Stored data entries:
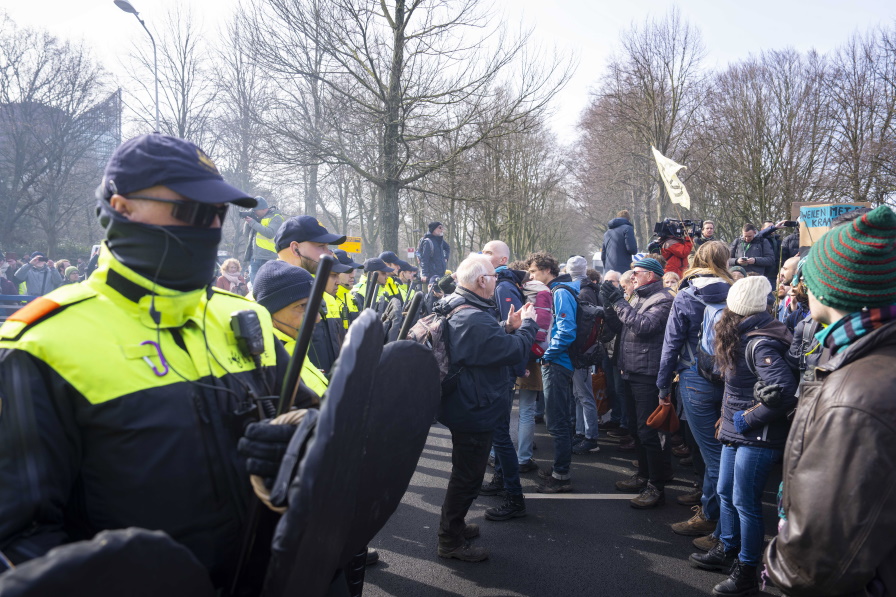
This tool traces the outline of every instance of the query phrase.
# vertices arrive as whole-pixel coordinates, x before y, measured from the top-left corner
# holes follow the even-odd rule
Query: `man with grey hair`
[[[438,420],[451,431],[451,477],[439,523],[439,556],[480,562],[488,552],[473,547],[476,525],[464,518],[479,494],[495,427],[509,411],[511,368],[523,361],[538,331],[535,309],[511,308],[498,322],[495,268],[485,255],[470,255],[457,268],[457,290],[439,301],[435,313],[447,318],[451,367],[442,388]],[[508,492],[516,516],[525,515],[522,490]],[[502,507],[503,508],[503,507]]]
[[[621,289],[621,277],[622,274],[611,269],[604,273],[604,282],[609,282],[616,288]],[[600,299],[600,296],[598,296],[598,302],[603,306],[603,301]],[[604,313],[606,314],[606,310]],[[609,326],[605,326],[605,330],[608,332],[606,338],[609,338],[611,335]],[[606,431],[607,435],[610,437],[625,439],[629,437],[628,415],[625,410],[625,400],[623,398],[625,390],[622,387],[622,375],[619,372],[619,365],[617,363],[619,337],[612,334],[612,338],[606,338],[601,338],[601,342],[603,342],[604,348],[606,349],[601,369],[603,369],[604,376],[607,380],[607,396],[610,398],[610,408],[612,410],[610,411],[610,420],[604,423],[603,427],[604,431]],[[634,450],[634,443],[632,443],[631,450]]]

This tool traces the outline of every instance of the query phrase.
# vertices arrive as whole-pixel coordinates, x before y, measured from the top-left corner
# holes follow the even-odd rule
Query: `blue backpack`
[[[697,354],[691,352],[691,346],[685,343],[685,349],[688,352],[688,359],[685,365],[693,366],[697,364],[697,373],[700,377],[713,383],[723,383],[722,372],[716,365],[716,323],[722,317],[722,311],[725,309],[725,303],[707,303],[700,298],[693,286],[689,286],[682,292],[687,292],[696,300],[703,304],[703,323],[700,325],[700,331],[697,332]],[[684,355],[682,355],[684,356]]]

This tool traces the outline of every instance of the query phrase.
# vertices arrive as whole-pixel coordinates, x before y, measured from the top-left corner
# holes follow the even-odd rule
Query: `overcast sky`
[[[589,90],[600,77],[621,32],[649,15],[678,6],[703,34],[707,66],[765,49],[793,46],[828,52],[852,33],[896,21],[894,0],[495,0],[509,22],[534,26],[536,39],[575,52],[575,77],[555,101],[553,128],[564,141],[575,138],[576,122]],[[237,0],[133,0],[150,28],[176,2],[190,4],[210,35],[226,20]],[[44,27],[59,37],[83,39],[110,71],[120,74],[118,56],[130,38],[145,36],[133,16],[112,0],[0,0],[0,9],[19,25]]]

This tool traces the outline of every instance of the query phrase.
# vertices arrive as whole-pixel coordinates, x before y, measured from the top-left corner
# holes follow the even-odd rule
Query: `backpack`
[[[604,357],[603,345],[599,342],[604,327],[602,307],[579,300],[579,293],[571,286],[557,284],[551,293],[565,288],[576,302],[576,339],[569,345],[569,360],[575,369],[587,369],[600,364]]]
[[[413,340],[432,350],[436,362],[439,364],[439,381],[442,384],[442,396],[448,396],[457,389],[457,376],[461,367],[451,364],[451,356],[448,354],[448,320],[462,309],[474,309],[472,305],[458,305],[447,315],[431,313],[420,319],[408,330],[408,340]]]
[[[435,246],[433,246],[431,240],[429,240],[425,236],[420,239],[420,242],[417,243],[417,248],[414,250],[414,258],[417,259],[417,265],[421,267],[423,266],[423,264],[420,263],[420,256],[423,255],[423,243],[425,242],[429,242],[430,247],[435,250]]]
[[[684,346],[688,351],[688,359],[685,360],[684,364],[690,367],[696,363],[697,373],[700,374],[700,377],[706,381],[711,381],[712,383],[724,383],[722,372],[719,371],[719,368],[716,365],[715,341],[716,323],[718,323],[719,319],[722,317],[725,303],[707,303],[697,296],[696,291],[693,290],[693,286],[689,286],[684,292],[688,292],[705,307],[703,310],[703,323],[700,325],[700,330],[697,332],[697,354],[694,355],[691,352],[691,345],[686,342]]]
[[[524,285],[521,290],[526,302],[535,307],[535,323],[538,324],[538,332],[535,334],[535,342],[532,343],[530,356],[533,360],[540,359],[550,344],[548,332],[551,330],[551,313],[554,306],[554,297],[547,287],[545,287],[545,290],[536,290],[525,288]]]

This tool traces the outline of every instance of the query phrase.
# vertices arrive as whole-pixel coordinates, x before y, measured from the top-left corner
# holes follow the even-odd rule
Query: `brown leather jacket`
[[[896,595],[896,321],[804,383],[783,506],[765,565],[786,595]]]

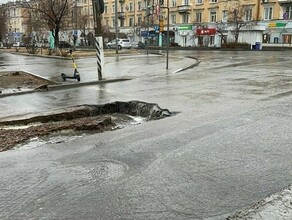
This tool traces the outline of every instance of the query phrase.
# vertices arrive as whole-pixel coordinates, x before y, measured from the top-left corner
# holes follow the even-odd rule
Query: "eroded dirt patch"
[[[157,104],[140,101],[113,102],[104,105],[74,106],[29,118],[0,121],[0,152],[34,137],[47,136],[64,130],[104,132],[118,125],[130,124],[131,116],[144,121],[170,116]]]
[[[0,72],[1,93],[19,92],[37,89],[46,85],[54,85],[54,82],[41,77],[26,73],[24,71]]]

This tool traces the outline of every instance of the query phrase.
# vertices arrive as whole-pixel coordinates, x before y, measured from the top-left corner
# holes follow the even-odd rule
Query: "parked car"
[[[116,40],[112,40],[106,44],[107,48],[116,48]],[[118,49],[130,49],[132,47],[129,39],[118,39]]]
[[[15,42],[12,46],[13,47],[20,47],[20,42]]]
[[[135,48],[135,49],[145,49],[145,44],[142,43],[141,41],[133,41],[131,45],[132,45],[132,48]]]

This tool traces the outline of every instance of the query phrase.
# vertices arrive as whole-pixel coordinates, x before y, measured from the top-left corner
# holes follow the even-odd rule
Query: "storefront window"
[[[291,34],[284,34],[283,35],[283,43],[284,44],[291,44]]]

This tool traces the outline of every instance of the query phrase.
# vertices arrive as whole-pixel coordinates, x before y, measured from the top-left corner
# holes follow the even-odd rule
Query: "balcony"
[[[180,14],[190,14],[192,10],[192,6],[191,5],[180,5],[177,6],[177,11]]]
[[[118,12],[118,19],[125,20],[125,12]]]
[[[262,3],[268,3],[268,2],[272,2],[271,0],[262,0]],[[274,1],[273,1],[274,2]],[[291,4],[292,1],[291,0],[278,0],[279,4]]]

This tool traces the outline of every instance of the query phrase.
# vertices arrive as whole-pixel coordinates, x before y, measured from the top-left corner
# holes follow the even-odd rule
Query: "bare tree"
[[[0,41],[3,41],[5,34],[7,33],[7,14],[4,7],[0,6]]]
[[[227,43],[227,35],[226,35],[226,28],[227,28],[227,23],[226,22],[218,22],[216,24],[217,26],[217,32],[221,36],[221,43],[226,44]]]
[[[59,47],[59,33],[68,24],[68,17],[73,10],[71,0],[32,0],[28,4],[30,12],[45,23],[55,39],[55,48]]]
[[[85,45],[87,45],[86,28],[88,27],[87,25],[88,25],[89,19],[90,19],[90,15],[79,15],[79,19],[78,19],[78,27],[80,28],[80,30],[82,30]]]
[[[239,32],[242,27],[244,27],[247,22],[244,21],[245,8],[240,2],[236,2],[228,10],[228,23],[232,24],[234,27],[233,33],[235,38],[235,43],[238,43]]]

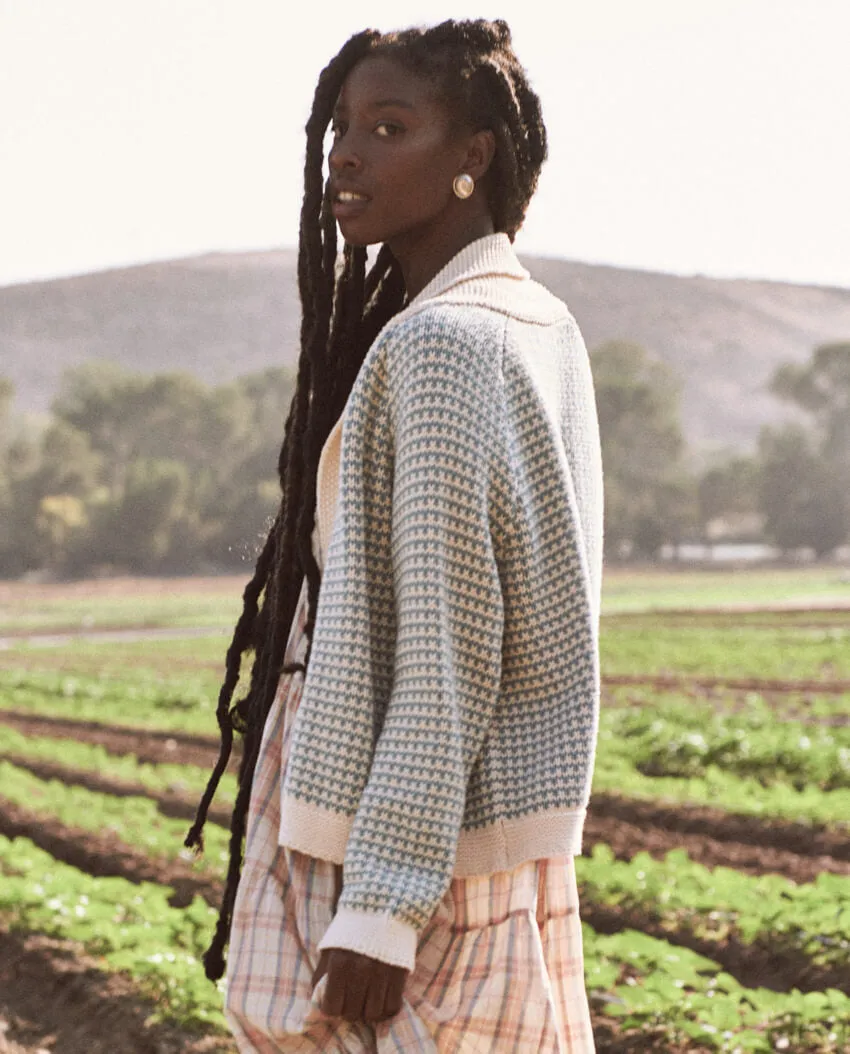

→ Task description: Reproduce each record above by retyping it exactly; omit all images.

→ Output for this exercise:
This tool traces the outline of every instance of the query phrase.
# vertices arrive as whole-pixel coordinates, x before y, measured from the top-left corner
# holes follow the even-odd rule
Query: `man with grey hair`
[[[438,420],[451,431],[451,477],[439,523],[439,556],[480,562],[488,552],[473,547],[476,525],[464,518],[479,494],[495,427],[509,411],[511,368],[523,361],[538,331],[535,309],[511,308],[498,322],[495,268],[485,255],[470,255],[457,268],[457,290],[439,301],[435,313],[447,318],[451,367],[442,388]],[[508,492],[516,516],[525,515],[522,490]],[[502,507],[503,508],[503,507]]]
[[[621,289],[621,277],[622,274],[611,269],[604,273],[604,282],[609,282],[616,288]],[[600,299],[600,296],[598,296],[598,302],[603,306],[603,301]],[[604,313],[606,314],[606,310]],[[609,326],[605,326],[605,330],[608,332],[606,338],[609,338],[611,335]],[[606,431],[607,435],[610,437],[625,439],[629,437],[628,415],[625,410],[625,400],[623,398],[625,390],[622,387],[622,375],[619,372],[619,365],[617,363],[619,337],[612,334],[612,338],[606,338],[601,338],[601,342],[603,342],[604,348],[606,349],[601,369],[603,369],[604,376],[607,380],[607,396],[610,398],[610,408],[612,410],[610,411],[610,420],[604,423],[603,427],[604,431]],[[634,450],[634,443],[632,443],[631,450]]]

This tool traces the outline of every instance of the query phrase.
# vertices arrive as whole-pixel coordinates, x before y, measured from the top-left corner
# holes follow the even-odd rule
Query: `blue backpack`
[[[697,354],[691,352],[691,346],[685,343],[685,349],[688,352],[688,359],[685,365],[693,366],[697,364],[697,373],[700,377],[713,383],[723,383],[722,372],[716,365],[716,323],[722,317],[722,311],[725,309],[725,303],[707,303],[700,298],[693,286],[689,286],[682,292],[687,292],[696,300],[703,304],[703,323],[700,325],[700,331],[697,332]],[[684,355],[682,355],[684,356]]]

This tool traces the outline of every instance of the query phrase.
# vertices arrive as whole-pixel coordinates, x before y, measured from the top-left corner
# holes follow the even-odd rule
Query: `overcast sky`
[[[589,90],[600,77],[621,32],[649,15],[678,6],[703,34],[707,66],[765,49],[793,46],[828,52],[852,33],[896,21],[894,0],[495,0],[509,22],[534,26],[536,39],[575,52],[575,77],[555,101],[553,128],[564,141],[575,138],[576,122]],[[237,0],[133,0],[150,28],[176,2],[190,4],[210,35],[226,20]],[[44,27],[59,37],[83,39],[110,71],[120,74],[118,56],[130,38],[145,36],[133,16],[112,0],[0,0],[0,9],[19,25]]]

This tool traces the outline of every instance of the query phrase.
# vertices arrive as whole-pixel coordinates, x before y, measured from the top-left corner
# holes follow the even-odd rule
Query: `backpack`
[[[604,357],[603,345],[599,342],[604,327],[602,307],[579,300],[579,293],[571,286],[557,284],[551,293],[565,288],[576,302],[576,339],[569,345],[569,360],[575,369],[587,369],[600,364]]]
[[[413,340],[432,350],[436,362],[439,364],[439,381],[442,384],[442,396],[448,396],[457,389],[457,376],[461,367],[451,364],[451,356],[448,354],[448,320],[462,309],[474,309],[472,305],[458,305],[447,315],[431,313],[420,319],[408,330],[408,340]]]
[[[435,246],[433,246],[431,240],[429,240],[425,236],[420,239],[420,242],[417,243],[417,248],[414,250],[414,258],[417,259],[417,265],[421,267],[423,266],[423,264],[420,263],[420,256],[423,255],[423,243],[425,242],[429,242],[430,247],[435,250]]]
[[[684,346],[688,351],[688,359],[685,360],[684,364],[690,367],[696,363],[697,373],[700,374],[700,377],[706,381],[711,381],[712,383],[724,383],[722,372],[719,371],[719,368],[716,365],[715,341],[716,323],[718,323],[719,319],[722,317],[725,303],[707,303],[697,296],[696,291],[693,290],[693,286],[689,286],[684,292],[688,292],[705,307],[703,310],[703,323],[700,325],[700,330],[697,332],[697,354],[694,355],[691,352],[691,345],[686,342]]]
[[[524,285],[521,290],[526,302],[535,307],[535,323],[538,324],[538,332],[535,334],[535,342],[532,343],[530,356],[533,360],[540,359],[550,344],[548,332],[551,330],[551,313],[554,306],[554,297],[547,287],[545,287],[545,290],[536,290],[525,288]]]

This tool traces the outline of every instance of the query phrase.
# vertices arrive as whole-pixel coordinates, x before y, measured from the top-left corner
# holes follow the even-odd rule
Query: `brown leather jacket`
[[[896,595],[896,321],[804,383],[783,506],[765,565],[786,595]]]

This tool traces the outline of every instance of the query phrase.
# vertices arrive as whole-pixel coordinates, x before y, measured from the top-left corner
# holes follow the even-odd rule
Query: "eroded dirt patch"
[[[157,104],[140,101],[113,102],[104,105],[74,106],[29,118],[0,121],[0,152],[34,137],[47,136],[64,130],[104,132],[118,125],[130,124],[131,116],[144,121],[170,116]]]
[[[0,72],[1,93],[19,92],[37,89],[46,85],[54,85],[54,82],[41,77],[26,73],[24,71]]]

This tool traces the outline of every instance of the query phrase.
# vertices arrive as whole-pixel coordinates, x before y, measured from the top-left corner
# holes follow the even-odd rule
Query: "parked car"
[[[116,40],[112,40],[106,44],[107,48],[116,48]],[[118,49],[130,49],[132,47],[129,39],[118,39]]]
[[[15,42],[12,46],[13,47],[20,47],[20,42]]]
[[[135,48],[135,49],[145,49],[145,44],[142,43],[141,41],[133,41],[131,45],[132,45],[132,48]]]

This tool traces the outline of every instance of the query phrase.
# vertices arrive as whole-pixel coordinates, x before y, measured from the top-left corner
# holes follow the even-odd rule
Query: "storefront window"
[[[291,34],[284,34],[283,35],[283,43],[284,44],[291,44]]]

This tool traces the outline of every instance of the query phrase.
# vertices arrive as whole-pixel coordinates, x before y, measured from the top-left corner
# holes follow the even-odd rule
Query: "balcony"
[[[180,14],[190,14],[192,10],[192,6],[191,5],[180,5],[177,6],[177,11]]]
[[[118,12],[118,19],[125,20],[125,12]]]
[[[262,3],[268,3],[268,2],[272,2],[271,0],[262,0]],[[274,1],[273,1],[274,2]],[[291,4],[292,1],[291,0],[278,0],[279,4]]]

This tool traces the outline of every instance of the query phrase.
# vertices arrive as whole-pixel coordinates, x before y, measured from the top-left corner
# holes follow the even-odd rule
Query: "bare tree"
[[[0,41],[3,41],[5,34],[7,33],[7,14],[4,7],[0,6]]]
[[[227,43],[227,35],[226,35],[226,28],[227,28],[227,23],[226,22],[218,22],[216,24],[217,26],[217,32],[221,36],[221,43],[226,44]]]
[[[59,47],[59,33],[68,24],[68,17],[73,10],[71,0],[32,0],[28,4],[30,12],[45,23],[55,39],[55,48]]]
[[[85,45],[87,45],[86,28],[88,27],[87,25],[88,25],[89,19],[90,19],[90,15],[79,15],[79,19],[78,19],[78,27],[80,28],[80,30],[82,30]]]
[[[239,32],[242,27],[244,27],[247,22],[244,21],[245,8],[240,2],[236,2],[228,10],[228,23],[232,24],[234,27],[233,33],[235,38],[235,43],[238,43]]]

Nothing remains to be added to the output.